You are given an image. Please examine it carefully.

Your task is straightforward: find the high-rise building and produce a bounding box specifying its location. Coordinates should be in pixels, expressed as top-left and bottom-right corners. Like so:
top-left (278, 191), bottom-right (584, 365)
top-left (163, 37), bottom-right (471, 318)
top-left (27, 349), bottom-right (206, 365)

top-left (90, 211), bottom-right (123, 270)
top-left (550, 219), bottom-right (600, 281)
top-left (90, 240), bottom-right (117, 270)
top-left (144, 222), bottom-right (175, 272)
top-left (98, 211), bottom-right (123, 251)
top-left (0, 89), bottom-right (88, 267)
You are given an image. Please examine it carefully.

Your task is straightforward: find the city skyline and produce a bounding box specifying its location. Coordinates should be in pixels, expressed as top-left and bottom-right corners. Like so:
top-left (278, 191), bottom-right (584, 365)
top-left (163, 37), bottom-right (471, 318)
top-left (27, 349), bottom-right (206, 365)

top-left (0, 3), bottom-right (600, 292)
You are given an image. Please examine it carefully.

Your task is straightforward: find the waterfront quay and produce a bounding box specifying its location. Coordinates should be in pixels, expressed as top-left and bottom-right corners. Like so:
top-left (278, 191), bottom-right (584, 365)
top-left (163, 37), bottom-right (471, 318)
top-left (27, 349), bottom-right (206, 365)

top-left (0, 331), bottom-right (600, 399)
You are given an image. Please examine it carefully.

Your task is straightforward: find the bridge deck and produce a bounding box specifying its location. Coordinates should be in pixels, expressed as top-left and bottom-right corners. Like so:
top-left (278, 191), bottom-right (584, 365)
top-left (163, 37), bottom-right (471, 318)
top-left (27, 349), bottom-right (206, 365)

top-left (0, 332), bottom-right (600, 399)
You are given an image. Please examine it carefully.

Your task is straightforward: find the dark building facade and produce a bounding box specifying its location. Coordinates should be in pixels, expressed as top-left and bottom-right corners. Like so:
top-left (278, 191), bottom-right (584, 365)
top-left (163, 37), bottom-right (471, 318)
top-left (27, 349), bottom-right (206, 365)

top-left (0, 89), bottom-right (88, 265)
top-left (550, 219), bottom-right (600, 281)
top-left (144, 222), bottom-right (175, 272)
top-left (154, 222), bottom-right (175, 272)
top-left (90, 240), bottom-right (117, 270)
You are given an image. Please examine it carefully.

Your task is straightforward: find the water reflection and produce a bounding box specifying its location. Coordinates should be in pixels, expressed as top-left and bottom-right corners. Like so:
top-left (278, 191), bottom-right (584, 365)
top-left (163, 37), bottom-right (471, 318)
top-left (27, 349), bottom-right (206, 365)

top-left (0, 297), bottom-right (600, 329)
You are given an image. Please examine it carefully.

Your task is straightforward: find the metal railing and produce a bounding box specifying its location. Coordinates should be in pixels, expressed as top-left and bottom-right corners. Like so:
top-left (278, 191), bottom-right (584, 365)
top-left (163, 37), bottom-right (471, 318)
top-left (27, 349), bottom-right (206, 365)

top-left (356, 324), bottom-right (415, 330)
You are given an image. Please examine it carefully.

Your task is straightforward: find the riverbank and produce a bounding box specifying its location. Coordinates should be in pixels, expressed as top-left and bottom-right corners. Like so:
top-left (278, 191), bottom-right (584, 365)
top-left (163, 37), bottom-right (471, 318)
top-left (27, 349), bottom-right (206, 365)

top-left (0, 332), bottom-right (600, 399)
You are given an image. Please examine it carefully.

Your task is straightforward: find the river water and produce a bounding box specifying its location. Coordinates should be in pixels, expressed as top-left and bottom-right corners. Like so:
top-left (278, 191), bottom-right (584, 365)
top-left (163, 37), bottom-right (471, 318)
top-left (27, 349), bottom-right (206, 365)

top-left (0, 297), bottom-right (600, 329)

○ ○ ○

• WORK INSTRUCTIONS:
Convert the entries, from their first line up to and including the line containing "top-left (0, 89), bottom-right (88, 267)", into a Markdown table with the columns "Row" and "Text", numbering each line and omitting blank lines.

• PROBLEM SOLUTION:
| Row | Text |
|---|---|
| 1 | You are given an image. Please examine it carefully. |
| 2 | Your task is straightforward: find the high-rise building and produce a bounding box specifying its location. Coordinates should be in pixels, expressed as top-left and bottom-right corners. Like so: |
| 3 | top-left (278, 191), bottom-right (584, 365) |
| 4 | top-left (163, 37), bottom-right (471, 318) |
| 5 | top-left (27, 349), bottom-right (206, 365) |
| 6 | top-left (90, 211), bottom-right (123, 270) |
| 7 | top-left (550, 219), bottom-right (600, 281) |
| 8 | top-left (90, 240), bottom-right (117, 270) |
| 9 | top-left (144, 222), bottom-right (175, 272) |
| 10 | top-left (98, 211), bottom-right (123, 251) |
| 11 | top-left (0, 89), bottom-right (88, 267) |